ROWS.
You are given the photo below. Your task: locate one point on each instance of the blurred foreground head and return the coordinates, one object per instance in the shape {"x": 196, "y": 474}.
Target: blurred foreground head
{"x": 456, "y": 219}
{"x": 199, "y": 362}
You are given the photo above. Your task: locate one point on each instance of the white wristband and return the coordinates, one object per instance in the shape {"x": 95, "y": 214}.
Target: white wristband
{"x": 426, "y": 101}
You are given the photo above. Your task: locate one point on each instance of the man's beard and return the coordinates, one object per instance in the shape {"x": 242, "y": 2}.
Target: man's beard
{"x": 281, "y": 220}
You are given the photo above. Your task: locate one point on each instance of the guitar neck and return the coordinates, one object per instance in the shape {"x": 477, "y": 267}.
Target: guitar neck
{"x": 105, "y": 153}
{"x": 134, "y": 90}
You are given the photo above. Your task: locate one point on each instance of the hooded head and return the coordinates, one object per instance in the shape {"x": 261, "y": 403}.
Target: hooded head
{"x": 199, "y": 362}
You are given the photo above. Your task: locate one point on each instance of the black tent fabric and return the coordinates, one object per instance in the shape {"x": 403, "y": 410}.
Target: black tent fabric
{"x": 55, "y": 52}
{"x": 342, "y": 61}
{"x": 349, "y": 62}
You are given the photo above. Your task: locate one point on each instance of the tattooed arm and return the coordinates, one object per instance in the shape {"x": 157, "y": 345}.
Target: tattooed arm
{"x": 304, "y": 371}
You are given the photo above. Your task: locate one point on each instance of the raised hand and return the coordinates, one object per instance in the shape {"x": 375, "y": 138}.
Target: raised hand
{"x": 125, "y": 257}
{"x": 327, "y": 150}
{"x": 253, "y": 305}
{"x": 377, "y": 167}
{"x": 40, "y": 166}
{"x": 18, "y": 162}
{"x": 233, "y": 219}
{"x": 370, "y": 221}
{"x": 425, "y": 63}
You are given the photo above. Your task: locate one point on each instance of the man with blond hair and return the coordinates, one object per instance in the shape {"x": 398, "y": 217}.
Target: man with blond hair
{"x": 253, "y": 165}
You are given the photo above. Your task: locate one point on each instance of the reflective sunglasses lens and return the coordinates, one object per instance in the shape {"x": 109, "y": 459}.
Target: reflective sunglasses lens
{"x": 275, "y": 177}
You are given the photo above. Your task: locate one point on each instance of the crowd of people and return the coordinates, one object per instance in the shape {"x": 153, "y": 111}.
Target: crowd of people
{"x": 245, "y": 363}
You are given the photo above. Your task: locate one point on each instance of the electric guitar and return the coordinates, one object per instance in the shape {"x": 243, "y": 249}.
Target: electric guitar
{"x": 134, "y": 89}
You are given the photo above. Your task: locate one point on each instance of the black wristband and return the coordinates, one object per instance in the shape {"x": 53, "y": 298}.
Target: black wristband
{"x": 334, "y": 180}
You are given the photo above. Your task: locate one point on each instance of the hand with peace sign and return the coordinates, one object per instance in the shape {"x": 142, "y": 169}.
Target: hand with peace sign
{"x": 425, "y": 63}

STATED TASK. Write out the listing above word for word, from the line that contains "of the electric" through the end of the listing, both ends included.

FINAL RESULT.
You are given the photo above. Your task: locate one point on each instance of the electric guitar and return the coordinates, one object per instance in the shape {"x": 243, "y": 249}.
Target: electric guitar
{"x": 134, "y": 89}
You are given the photo above. Your task: locate one point on each instance of the black wristband and return the coordinates, one object per instance in the shape {"x": 53, "y": 298}.
Target: black wristband
{"x": 334, "y": 180}
You are given the photo above. Your task: locate one point on each instance of the hand with peace sign and return the coordinates, one object per instance in the shape {"x": 142, "y": 169}.
Target: hand with peace sign
{"x": 425, "y": 63}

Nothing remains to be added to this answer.